### INSTRUCTIONS TO FOLLOW:
In the review of High and Low, what does the Japanese title of the film translate to?

====== PASSAGE FOR REVIEW

Samarth Solanki’s review published on Letterboxd:
In his penultimate collaboration with Kurosawa, Toshiro Mifune plays Kingo Gondo, a businessman about to risk it all for his aim of controlling the corporation where he is one of the directors. The film begins with a ten minute heated up conversation between the directors with respect to the future of the company and control over decisions. At one point one of the executives makes his business philosophy quite clear and resonant, "We don't sell shoes if they don't wear down." This is where the meaning of the film's title "High and Low" (the Translation of the Japanese title is Heaven and Hell) first comes into prominence. The film throughout it's runtime refers to the class difference in the Japanese society, which ultimately forms the essential reason for the entire plot existing in the first place.
High and Low is my first noir by Akira Kurosawa but honestly it would be foolish to doubt the capabilities of Mr. Kurosawa as a filmmaker in any settings or characters. Leave it to him to form together a definite nail biting police procedural that stays so close to the policemen that the viewer ultimately becomes part of the service. The film is structured quite like Ikiru in that it can easily be divided into two parts. The first half aims at ensuring the safety of the kidnapped child and is definitely the more emotionally draining part of the film while the second half aims at catching the kidnappers and is the more happening half. Kurosawa gives some really great moments where the amalgam of images and sound create the definite moments by which to remember the film. The final sequence in the police investigation and the ending of the first half are some really golden moments that establish the hero factor that reoccurs throughout Kurosawa's filmography.
It's hard not to feel the brimming quest for humanity in High and Low. The film obviously deals with the class divide but in a way that essentially points all fingers at human nature rather than the social status. Capitalism obviously is one of the themes under inspection but the film highlights the good and the bad of everything. Towards the beginning we are introduced to the greedy directors who would rather profit over the wellbeing of their customers but amongst them is Gondo who not only wishes for more reliable products for the public but also hatches a near perfect plan to become the chief of the company. Then there is Gondo's Chauffeur, who is poor but overwhelmed by the extraordinary support he has got from Gondo and works his own fair share in the police investigation while the kidnapper, another poor medical student, ultimately ends up kidnapping a child and killing people. I'm a little conflicted about exactly what Kurosawa might be going for here, but I think that ultimately it ends up being less about social status but more about the choices we make.

============
====== PROVIDED RECORDS

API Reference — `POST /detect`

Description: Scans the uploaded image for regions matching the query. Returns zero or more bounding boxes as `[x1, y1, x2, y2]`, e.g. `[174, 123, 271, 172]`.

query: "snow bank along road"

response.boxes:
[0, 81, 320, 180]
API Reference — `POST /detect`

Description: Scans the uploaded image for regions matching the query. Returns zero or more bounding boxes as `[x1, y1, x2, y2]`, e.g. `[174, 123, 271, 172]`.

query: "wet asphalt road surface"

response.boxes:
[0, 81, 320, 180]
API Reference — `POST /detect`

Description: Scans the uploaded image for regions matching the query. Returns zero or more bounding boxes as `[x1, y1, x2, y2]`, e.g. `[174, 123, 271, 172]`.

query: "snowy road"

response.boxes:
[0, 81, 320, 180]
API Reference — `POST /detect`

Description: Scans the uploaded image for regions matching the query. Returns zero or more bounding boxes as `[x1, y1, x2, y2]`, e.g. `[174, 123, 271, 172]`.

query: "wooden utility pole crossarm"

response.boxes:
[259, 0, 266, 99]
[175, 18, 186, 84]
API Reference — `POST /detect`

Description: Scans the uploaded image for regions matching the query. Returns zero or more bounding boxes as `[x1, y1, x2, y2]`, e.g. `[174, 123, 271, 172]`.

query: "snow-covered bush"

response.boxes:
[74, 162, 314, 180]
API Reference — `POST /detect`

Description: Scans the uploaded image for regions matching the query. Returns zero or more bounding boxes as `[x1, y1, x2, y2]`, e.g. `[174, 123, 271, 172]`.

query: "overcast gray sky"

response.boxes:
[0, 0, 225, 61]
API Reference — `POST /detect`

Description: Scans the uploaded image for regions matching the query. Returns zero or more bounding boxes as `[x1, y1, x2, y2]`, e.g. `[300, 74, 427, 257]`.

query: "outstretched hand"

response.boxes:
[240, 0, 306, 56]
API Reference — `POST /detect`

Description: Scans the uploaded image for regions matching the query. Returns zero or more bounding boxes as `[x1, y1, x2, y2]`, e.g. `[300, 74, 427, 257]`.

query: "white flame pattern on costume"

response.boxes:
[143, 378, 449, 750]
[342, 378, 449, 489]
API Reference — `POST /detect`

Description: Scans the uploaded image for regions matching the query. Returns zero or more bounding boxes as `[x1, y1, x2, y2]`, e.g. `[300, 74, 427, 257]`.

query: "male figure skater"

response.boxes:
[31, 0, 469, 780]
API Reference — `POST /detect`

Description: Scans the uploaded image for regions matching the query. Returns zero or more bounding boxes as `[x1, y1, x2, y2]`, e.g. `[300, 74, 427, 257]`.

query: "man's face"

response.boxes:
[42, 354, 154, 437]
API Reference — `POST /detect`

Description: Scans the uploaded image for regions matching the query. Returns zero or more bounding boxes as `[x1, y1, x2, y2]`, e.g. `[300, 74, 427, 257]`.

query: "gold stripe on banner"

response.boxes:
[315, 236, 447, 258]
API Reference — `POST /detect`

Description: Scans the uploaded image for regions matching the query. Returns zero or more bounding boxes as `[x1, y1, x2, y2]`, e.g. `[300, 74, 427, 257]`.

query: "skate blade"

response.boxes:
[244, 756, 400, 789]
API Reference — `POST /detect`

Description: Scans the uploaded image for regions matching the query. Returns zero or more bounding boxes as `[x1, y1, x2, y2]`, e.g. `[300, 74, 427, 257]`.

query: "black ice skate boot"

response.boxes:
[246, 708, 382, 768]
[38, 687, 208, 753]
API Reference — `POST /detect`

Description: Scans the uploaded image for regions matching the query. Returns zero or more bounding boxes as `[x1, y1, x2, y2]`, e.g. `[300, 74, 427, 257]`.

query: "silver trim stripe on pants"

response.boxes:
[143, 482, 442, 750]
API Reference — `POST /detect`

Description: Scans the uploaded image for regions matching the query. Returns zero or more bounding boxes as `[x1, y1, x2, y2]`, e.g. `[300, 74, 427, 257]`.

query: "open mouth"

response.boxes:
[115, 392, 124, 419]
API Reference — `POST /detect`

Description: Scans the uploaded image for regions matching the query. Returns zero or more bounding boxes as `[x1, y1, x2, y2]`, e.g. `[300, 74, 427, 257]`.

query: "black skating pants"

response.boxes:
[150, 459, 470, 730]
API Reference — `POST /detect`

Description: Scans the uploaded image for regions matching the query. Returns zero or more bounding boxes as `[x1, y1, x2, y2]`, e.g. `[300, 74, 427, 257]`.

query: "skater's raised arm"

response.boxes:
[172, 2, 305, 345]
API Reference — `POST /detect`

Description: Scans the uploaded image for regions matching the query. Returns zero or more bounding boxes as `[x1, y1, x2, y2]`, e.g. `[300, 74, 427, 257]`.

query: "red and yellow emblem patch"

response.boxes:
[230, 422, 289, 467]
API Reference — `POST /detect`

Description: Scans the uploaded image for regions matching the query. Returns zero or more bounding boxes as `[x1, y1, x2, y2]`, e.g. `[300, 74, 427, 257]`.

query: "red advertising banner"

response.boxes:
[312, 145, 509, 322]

============

### REPLY TO THE TASK:
Heaven and Hell